Exercise material:
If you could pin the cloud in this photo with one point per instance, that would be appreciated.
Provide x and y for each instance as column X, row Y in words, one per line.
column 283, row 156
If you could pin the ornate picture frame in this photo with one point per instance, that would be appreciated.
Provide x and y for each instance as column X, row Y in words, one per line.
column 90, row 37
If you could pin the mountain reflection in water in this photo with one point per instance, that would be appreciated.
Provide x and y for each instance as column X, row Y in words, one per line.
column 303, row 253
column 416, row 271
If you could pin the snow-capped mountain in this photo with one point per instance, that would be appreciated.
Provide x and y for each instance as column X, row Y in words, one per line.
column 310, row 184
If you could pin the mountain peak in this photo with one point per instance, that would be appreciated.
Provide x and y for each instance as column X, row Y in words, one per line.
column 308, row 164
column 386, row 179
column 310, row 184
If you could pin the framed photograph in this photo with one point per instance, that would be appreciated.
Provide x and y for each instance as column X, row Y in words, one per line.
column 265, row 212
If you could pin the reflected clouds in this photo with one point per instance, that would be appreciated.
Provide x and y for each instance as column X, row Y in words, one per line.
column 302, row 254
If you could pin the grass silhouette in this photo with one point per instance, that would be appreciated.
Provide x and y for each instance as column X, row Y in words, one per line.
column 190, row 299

Your objective: Please rewrite the records above as a numbered list, leaving out any blank lines.

Result:
1. If you could pin the cloud in this photo with one point per instance, that would be appreciated.
2. Provide x and y for each instance as column X, row Y in words, one per line.
3. column 283, row 156
4. If you could pin the ornate picture frame in this photo with one point per instance, that would be appreciated.
5. Provide x and y for each instance as column X, row Y in words, one per line.
6. column 90, row 37
7. If you could pin the mountain reflection in water in this photo with one point per instance, that would be appreciated.
8. Provide x and y for each instance as column X, row Y in words, one per line.
9. column 303, row 253
10. column 416, row 271
11. If you could pin the snow-capped mountain in this photo with one point per instance, that would be appreciated.
12. Provide x and y for each instance as column X, row Y in words, one per line.
13. column 310, row 184
14. If you could pin the mountain peak in this photo with one point per instance, that would be appreciated.
15. Provide x and y for each instance as column X, row Y in words, one per line.
16. column 308, row 164
17. column 386, row 179
18. column 310, row 184
19. If you could pin the framed photograph in this photo with one point per instance, that would be appreciated.
20. Provide x and y for each instance as column X, row Y in words, one per line.
21. column 265, row 212
22. If you could pin the reflected clouds in this photo with one point per instance, that would be appreciated.
23. Provide x and y for each instance as column X, row Y in words, one per line.
24. column 302, row 254
25. If you could pin the grass silhouette in this photo with one point per instance, that would be appreciated.
26. Provide x and y for each instance as column X, row Y in words, one per line.
27. column 190, row 299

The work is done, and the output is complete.